[Given information]
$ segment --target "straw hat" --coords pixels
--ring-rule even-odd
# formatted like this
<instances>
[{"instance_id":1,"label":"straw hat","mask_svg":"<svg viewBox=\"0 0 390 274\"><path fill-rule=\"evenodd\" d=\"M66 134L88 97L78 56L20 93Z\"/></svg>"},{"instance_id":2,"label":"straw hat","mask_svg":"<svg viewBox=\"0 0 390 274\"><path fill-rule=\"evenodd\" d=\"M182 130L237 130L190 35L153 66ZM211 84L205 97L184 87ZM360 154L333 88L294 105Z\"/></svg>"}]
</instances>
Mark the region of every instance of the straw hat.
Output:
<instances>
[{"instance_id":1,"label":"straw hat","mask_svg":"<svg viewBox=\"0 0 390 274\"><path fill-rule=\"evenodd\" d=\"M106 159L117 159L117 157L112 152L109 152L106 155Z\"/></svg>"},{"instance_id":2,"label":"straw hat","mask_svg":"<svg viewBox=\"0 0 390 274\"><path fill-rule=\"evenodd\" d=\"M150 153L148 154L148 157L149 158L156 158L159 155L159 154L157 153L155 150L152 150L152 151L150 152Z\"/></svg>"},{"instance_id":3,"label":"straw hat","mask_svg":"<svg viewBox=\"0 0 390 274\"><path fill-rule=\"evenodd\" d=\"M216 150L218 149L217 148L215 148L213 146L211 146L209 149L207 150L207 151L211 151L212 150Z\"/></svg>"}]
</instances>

[Your instructions] Recast the listing above as a Markdown table with two columns, Row and Line. Give each line its own row and number, and leave out any blank lines.

[Result of the task]
| Row | Line |
|---|---|
| 1 | $ segment --target "straw hat" --coords pixels |
| 2 | --ring-rule even-odd |
| 3 | # formatted like this |
| 4 | <instances> |
| 5 | [{"instance_id":1,"label":"straw hat","mask_svg":"<svg viewBox=\"0 0 390 274\"><path fill-rule=\"evenodd\" d=\"M66 134L88 97L78 56L20 93Z\"/></svg>"},{"instance_id":2,"label":"straw hat","mask_svg":"<svg viewBox=\"0 0 390 274\"><path fill-rule=\"evenodd\" d=\"M182 130L237 130L190 35L153 66ZM211 84L205 97L184 87ZM360 154L333 88L294 105Z\"/></svg>"}] |
| 6 | </instances> |
| 7 | Mark the region of every instance of the straw hat. |
| 8 | Output: |
| 9 | <instances> |
| 10 | [{"instance_id":1,"label":"straw hat","mask_svg":"<svg viewBox=\"0 0 390 274\"><path fill-rule=\"evenodd\" d=\"M106 159L117 159L117 157L112 152L109 152L106 155Z\"/></svg>"},{"instance_id":2,"label":"straw hat","mask_svg":"<svg viewBox=\"0 0 390 274\"><path fill-rule=\"evenodd\" d=\"M150 153L148 154L148 157L149 158L156 158L159 155L159 154L157 153L155 150L152 150L152 151L150 152Z\"/></svg>"},{"instance_id":3,"label":"straw hat","mask_svg":"<svg viewBox=\"0 0 390 274\"><path fill-rule=\"evenodd\" d=\"M216 150L218 149L217 148L215 148L213 146L211 146L209 149L207 150L207 151L211 151L212 150Z\"/></svg>"}] |
| 11 | </instances> |